=== Required task ===
Render every line of the records below as a Markdown table with the columns Row and Line, numbering the rows in order and leaving out blank lines and pictures.

=== Extracted data ===
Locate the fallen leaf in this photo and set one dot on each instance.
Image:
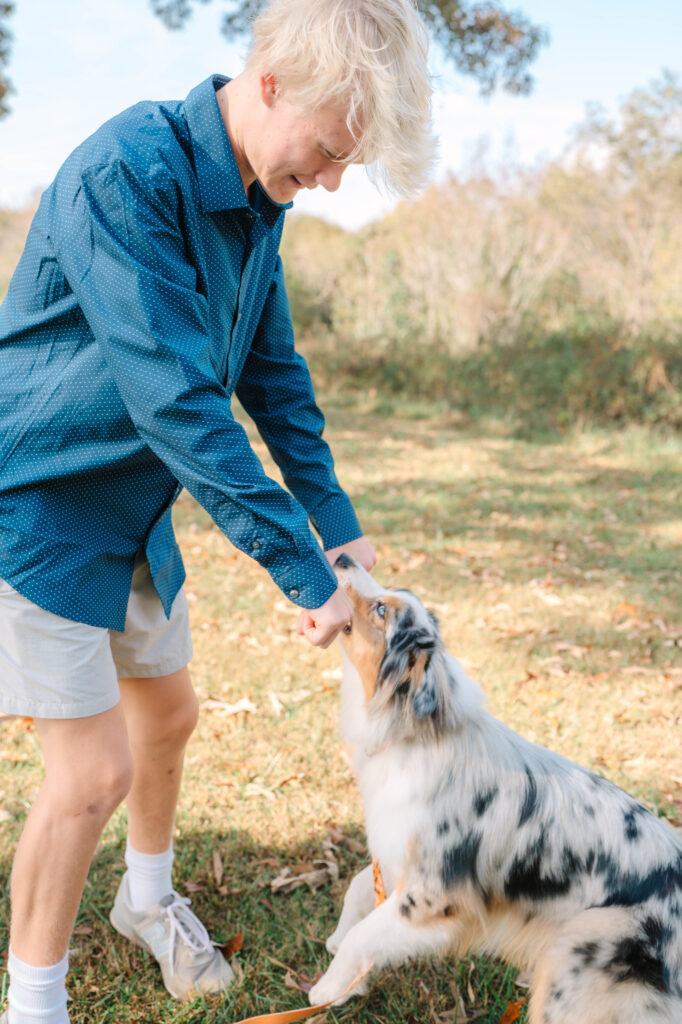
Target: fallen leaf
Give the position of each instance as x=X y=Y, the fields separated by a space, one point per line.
x=218 y=870
x=195 y=887
x=231 y=946
x=513 y=1012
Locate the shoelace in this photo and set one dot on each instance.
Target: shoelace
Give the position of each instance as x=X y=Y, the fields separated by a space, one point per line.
x=185 y=926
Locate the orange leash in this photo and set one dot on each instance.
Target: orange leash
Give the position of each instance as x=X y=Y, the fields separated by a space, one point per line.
x=379 y=890
x=289 y=1016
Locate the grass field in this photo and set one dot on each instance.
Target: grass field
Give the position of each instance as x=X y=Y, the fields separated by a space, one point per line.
x=556 y=572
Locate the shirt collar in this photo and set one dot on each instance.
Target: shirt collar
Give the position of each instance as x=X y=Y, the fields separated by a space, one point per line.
x=220 y=185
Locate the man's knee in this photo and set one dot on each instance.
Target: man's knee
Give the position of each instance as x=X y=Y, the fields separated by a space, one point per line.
x=93 y=788
x=172 y=724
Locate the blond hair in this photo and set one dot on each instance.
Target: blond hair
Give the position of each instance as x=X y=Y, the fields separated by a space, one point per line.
x=369 y=55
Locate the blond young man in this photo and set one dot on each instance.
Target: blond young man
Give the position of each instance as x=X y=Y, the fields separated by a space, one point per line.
x=150 y=291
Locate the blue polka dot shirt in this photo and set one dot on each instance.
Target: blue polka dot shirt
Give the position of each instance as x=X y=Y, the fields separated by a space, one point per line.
x=148 y=292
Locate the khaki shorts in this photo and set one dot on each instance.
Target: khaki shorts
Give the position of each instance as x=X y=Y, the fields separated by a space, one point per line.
x=54 y=668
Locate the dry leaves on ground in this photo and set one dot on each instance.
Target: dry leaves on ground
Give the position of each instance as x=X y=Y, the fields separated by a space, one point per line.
x=312 y=873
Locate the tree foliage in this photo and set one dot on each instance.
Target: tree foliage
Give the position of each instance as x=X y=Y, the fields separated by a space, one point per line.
x=564 y=280
x=6 y=9
x=480 y=38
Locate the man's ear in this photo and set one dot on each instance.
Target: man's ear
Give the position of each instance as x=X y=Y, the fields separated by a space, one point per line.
x=268 y=88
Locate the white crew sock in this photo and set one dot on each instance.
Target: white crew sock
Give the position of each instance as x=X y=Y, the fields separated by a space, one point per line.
x=37 y=994
x=148 y=877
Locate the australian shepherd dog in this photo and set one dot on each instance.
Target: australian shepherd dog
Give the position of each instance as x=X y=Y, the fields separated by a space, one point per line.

=== Exercise output ===
| Row | Line |
|---|---|
| 1 | Locate the fallen leaf in this photo and set one dot on each instance. |
| 2 | Image: |
| 3 | Target: fallen leaf |
| 4 | Give the position of each instance as x=X y=Y, the fields separated by a space, one point per line. |
| 5 | x=218 y=870 |
| 6 | x=195 y=887 |
| 7 | x=231 y=946 |
| 8 | x=513 y=1012 |
| 9 | Locate the shoelace in this photo and set one dot on each instance. |
| 10 | Target: shoelace |
| 11 | Give the position of each instance as x=X y=Y, the fields separated by a space, one point per line. |
| 12 | x=185 y=926 |
| 13 | Locate the orange leash in this photo and set one dot on each instance. |
| 14 | Target: orange leash |
| 15 | Give the position of each instance as x=X y=Y, the fields separated by a space, one point per line. |
| 16 | x=379 y=890 |
| 17 | x=289 y=1016 |
| 18 | Locate the grass field in this photo and set one dot on each instance. |
| 19 | Target: grass field |
| 20 | Give the position of each instance as x=X y=Y, the fields separated by a space, one point per line. |
| 21 | x=556 y=572 |
| 22 | Locate the shirt collar in this photo and set one dot on each instance. |
| 23 | Target: shirt collar |
| 24 | Give the position of each instance as x=X y=Y, the fields separated by a space, one point per line. |
| 25 | x=220 y=185 |
| 26 | Locate the man's knee in this photo and set one dot on each instance. |
| 27 | Target: man's knee |
| 28 | Give the position of each instance as x=X y=Y, the fields separated by a space, one point per line. |
| 29 | x=93 y=788 |
| 30 | x=172 y=724 |
| 31 | Locate the blond hair in this photo and set one dot on each instance. |
| 32 | Target: blond hair |
| 33 | Give the position of each instance as x=X y=Y, the fields separated by a space, one point per line. |
| 34 | x=369 y=55 |
| 35 | Locate the blond young man in this photo and set one dot on each instance. |
| 36 | Target: blond young man |
| 37 | Give the position of each instance as x=X y=Y, the fields separated by a space, one point per line. |
| 38 | x=150 y=291 |
| 39 | Locate the blue polka dot shirt in this photo and set one dot on each instance. |
| 40 | Target: blue polka dot shirt |
| 41 | Give the position of each instance as x=X y=Y, the fields separated by a space, one point per line. |
| 42 | x=148 y=292 |
| 43 | Locate the khaki shorts in this photo and set one dot on each instance. |
| 44 | Target: khaki shorts |
| 45 | Give the position of each instance as x=X y=Y, the fields separated by a space, one point per line. |
| 46 | x=54 y=668 |
| 47 | Locate the dry leaves on ground in this photo and set one dot on each instance. |
| 48 | Target: dry leaves on ground |
| 49 | Give the position of each instance as x=X y=Y, the fields separated by a space, one point per line. |
| 50 | x=312 y=873 |
| 51 | Locate the tree foliage in this photo and set one dot on each instance. |
| 52 | Target: tree foliage |
| 53 | Give the position of each instance as x=X y=Y, the fields separated by a space, one point per line. |
| 54 | x=564 y=280 |
| 55 | x=6 y=9 |
| 56 | x=480 y=38 |
| 57 | Locate the man's ear in this photo and set one dot on each instance. |
| 58 | Target: man's ear |
| 59 | Give the position of each instance as x=X y=Y, the fields separated by a space, one point per line. |
| 60 | x=268 y=88 |
| 61 | Locate the white crew sock in this photo and set one dot on each instance. |
| 62 | Target: white crew sock |
| 63 | Give the position of each instance as x=X y=Y, the fields separated by a space, one point per line. |
| 64 | x=37 y=994 |
| 65 | x=148 y=877 |
| 66 | Locate the australian shepherd dog in this photo and set one dot on each instance. |
| 67 | Target: australian shepherd dog |
| 68 | Give the position of each instance as x=X y=Y, the fields separated by a space, one point per line. |